» Requirement: Return exactly those lines of the material below that fall between the line holding "In this exercise you will label the windscreen" and the line holding "In this exercise you will label the paving", inclusive.

» Dataset content:
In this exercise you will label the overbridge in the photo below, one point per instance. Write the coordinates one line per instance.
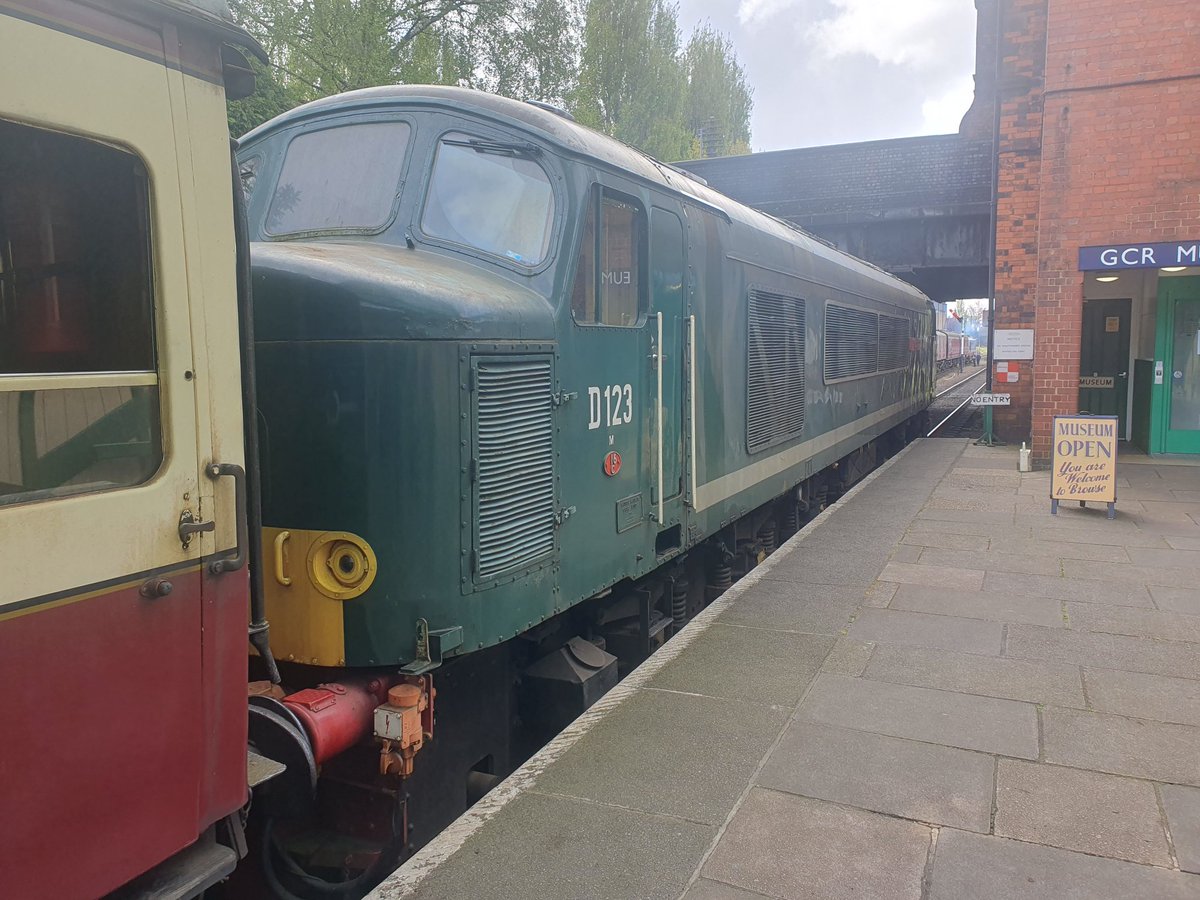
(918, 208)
---
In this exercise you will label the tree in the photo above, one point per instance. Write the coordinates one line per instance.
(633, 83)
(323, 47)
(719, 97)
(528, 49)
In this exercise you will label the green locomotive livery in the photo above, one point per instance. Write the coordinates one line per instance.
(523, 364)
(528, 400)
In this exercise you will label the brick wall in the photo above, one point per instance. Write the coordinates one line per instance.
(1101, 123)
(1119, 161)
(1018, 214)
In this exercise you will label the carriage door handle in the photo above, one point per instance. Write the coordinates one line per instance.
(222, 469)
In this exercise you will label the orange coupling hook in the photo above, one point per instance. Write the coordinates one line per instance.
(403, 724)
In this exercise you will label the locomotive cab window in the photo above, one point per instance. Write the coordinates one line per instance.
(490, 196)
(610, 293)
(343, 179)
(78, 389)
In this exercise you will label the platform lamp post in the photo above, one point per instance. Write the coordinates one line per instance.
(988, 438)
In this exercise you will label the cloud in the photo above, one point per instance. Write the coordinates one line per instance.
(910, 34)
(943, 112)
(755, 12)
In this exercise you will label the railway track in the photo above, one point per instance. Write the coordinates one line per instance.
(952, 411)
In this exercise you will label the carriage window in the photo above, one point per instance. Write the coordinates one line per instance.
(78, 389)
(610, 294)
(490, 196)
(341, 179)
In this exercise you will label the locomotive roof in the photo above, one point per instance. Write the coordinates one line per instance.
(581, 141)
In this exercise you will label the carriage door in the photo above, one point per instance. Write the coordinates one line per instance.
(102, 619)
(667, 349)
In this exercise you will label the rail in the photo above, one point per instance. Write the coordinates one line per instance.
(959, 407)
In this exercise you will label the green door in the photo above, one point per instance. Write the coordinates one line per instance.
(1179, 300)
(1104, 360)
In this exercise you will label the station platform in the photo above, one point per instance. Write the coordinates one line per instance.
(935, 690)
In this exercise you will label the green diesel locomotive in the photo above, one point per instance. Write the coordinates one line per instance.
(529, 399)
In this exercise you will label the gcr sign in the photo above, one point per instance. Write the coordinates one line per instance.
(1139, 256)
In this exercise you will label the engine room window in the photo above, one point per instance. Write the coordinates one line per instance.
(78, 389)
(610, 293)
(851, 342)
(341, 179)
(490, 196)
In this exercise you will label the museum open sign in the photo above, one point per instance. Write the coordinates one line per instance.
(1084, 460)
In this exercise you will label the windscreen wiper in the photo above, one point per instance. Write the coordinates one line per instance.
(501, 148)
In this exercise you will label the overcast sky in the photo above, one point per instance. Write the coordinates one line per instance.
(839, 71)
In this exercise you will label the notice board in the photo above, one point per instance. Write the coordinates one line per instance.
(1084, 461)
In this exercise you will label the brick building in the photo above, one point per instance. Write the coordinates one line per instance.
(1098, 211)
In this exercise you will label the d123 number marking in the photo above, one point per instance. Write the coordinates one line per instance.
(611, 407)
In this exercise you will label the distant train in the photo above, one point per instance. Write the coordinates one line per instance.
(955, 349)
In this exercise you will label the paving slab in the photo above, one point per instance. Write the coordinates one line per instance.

» Reply to the exercise:
In this exercise you will label the windscreen wiper in the photo above, one point per instance. Write the coordinates one line per instance.
(501, 148)
In this exercise you will label the overcast sky in the photo above, one point per instance. Write the coordinates one line per instance.
(839, 71)
In this exercise you will label the notice board in the photo above, one point per instance. Write the coordinates one line per instance.
(1084, 461)
In this exercise you will label the brick building in the photo above, one point per instance. Write the coordinates one line per instance.
(1098, 211)
In this exercise you will label the d123 number marking in the photo above, one point per instance. Write the coordinates one line per instance.
(611, 407)
In this exercise you will label the distant train in the photo above, one point per instance. Write the coordinates one line per instance.
(955, 349)
In this exercise you will label the paving slab in the photo above, one point per instance. Write the coordinates one line per instance.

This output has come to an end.